Given task: Copy each of the following records word for word, keeping every line and number in its original order.

Supplied material:

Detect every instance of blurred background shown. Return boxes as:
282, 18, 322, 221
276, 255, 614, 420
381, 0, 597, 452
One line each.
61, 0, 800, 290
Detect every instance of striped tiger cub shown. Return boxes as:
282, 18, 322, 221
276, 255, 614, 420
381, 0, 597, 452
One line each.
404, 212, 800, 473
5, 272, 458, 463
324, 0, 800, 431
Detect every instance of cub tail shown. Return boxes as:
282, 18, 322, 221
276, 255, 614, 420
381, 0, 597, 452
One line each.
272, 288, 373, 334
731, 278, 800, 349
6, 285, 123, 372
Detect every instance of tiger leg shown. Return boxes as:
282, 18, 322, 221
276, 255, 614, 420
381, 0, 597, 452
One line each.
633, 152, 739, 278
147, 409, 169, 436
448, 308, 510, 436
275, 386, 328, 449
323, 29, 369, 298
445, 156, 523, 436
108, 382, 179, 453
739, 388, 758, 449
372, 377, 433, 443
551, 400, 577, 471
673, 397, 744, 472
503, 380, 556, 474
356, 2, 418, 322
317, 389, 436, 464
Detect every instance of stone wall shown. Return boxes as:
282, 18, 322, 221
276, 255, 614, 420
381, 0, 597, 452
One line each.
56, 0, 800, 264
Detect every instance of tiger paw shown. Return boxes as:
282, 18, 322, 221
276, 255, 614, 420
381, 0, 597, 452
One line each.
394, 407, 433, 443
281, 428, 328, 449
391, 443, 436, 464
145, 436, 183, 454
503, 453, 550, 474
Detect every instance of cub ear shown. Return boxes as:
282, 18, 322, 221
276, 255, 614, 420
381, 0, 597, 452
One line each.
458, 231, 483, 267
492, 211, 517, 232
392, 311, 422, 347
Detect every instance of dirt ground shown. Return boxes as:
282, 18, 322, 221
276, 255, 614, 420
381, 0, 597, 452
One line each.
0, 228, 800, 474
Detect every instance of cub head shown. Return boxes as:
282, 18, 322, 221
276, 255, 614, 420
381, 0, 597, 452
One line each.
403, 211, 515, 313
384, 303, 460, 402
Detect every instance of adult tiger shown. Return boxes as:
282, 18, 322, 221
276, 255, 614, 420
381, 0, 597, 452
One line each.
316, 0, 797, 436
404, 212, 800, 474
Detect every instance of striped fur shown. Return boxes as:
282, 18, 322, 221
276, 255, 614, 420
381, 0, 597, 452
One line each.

Solution to this problem:
Detect every instance of blurred background shown. Return boxes as:
282, 18, 322, 221
276, 255, 614, 420
381, 0, 597, 452
One line each.
61, 0, 800, 290
Detect every instance of striped tiger cub shown. Return boxes as:
282, 18, 322, 221
276, 255, 614, 420
381, 0, 597, 452
One line each.
404, 212, 800, 473
5, 272, 458, 463
324, 0, 800, 431
Detect every instance of cub tail shown. Return boxes as:
282, 18, 322, 221
276, 255, 614, 420
381, 0, 597, 452
One line each.
272, 288, 373, 334
731, 278, 800, 349
6, 285, 123, 372
Detect every instance of tiger leg shown. Return boxes as:
282, 18, 322, 221
276, 255, 614, 420
381, 0, 597, 452
One line each.
633, 152, 739, 278
147, 409, 169, 436
448, 308, 510, 436
275, 386, 328, 449
323, 29, 369, 298
445, 156, 523, 436
108, 382, 179, 453
739, 388, 758, 449
372, 377, 433, 443
551, 400, 577, 471
673, 397, 744, 472
503, 380, 556, 474
356, 2, 418, 322
317, 389, 436, 464
Detect every instance of stone wall shown. Return boxes as:
282, 18, 322, 221
276, 255, 614, 420
381, 0, 597, 452
One line each.
56, 0, 800, 264
Detect every instance of tiger paw shown. Return boxes as:
282, 18, 322, 221
276, 255, 614, 420
381, 0, 597, 452
One line each.
394, 407, 433, 443
281, 428, 328, 449
391, 443, 436, 464
145, 436, 183, 454
503, 453, 550, 474
Detect every instance of cub ear shown. Return boxes as:
282, 18, 322, 221
276, 255, 614, 420
381, 0, 597, 452
One line each.
458, 231, 483, 267
492, 211, 517, 232
392, 311, 422, 347
Detect every instance of dirt ground shown. Return boxes as:
282, 18, 322, 221
276, 255, 614, 420
381, 0, 597, 452
One line each.
0, 228, 800, 474
Detect every instance of cub head shown. Return boxes as:
282, 18, 322, 221
276, 255, 614, 420
381, 0, 597, 452
One line each.
403, 211, 515, 313
384, 303, 460, 402
Detect every instance of adult tiger shown. Return boxes as:
282, 18, 322, 221
276, 255, 614, 420
381, 0, 597, 452
One line each.
316, 0, 797, 436
404, 212, 800, 474
Detect every instance of striped fur shown. Return boxes as:
282, 18, 322, 221
276, 255, 614, 420
381, 0, 597, 452
One line each.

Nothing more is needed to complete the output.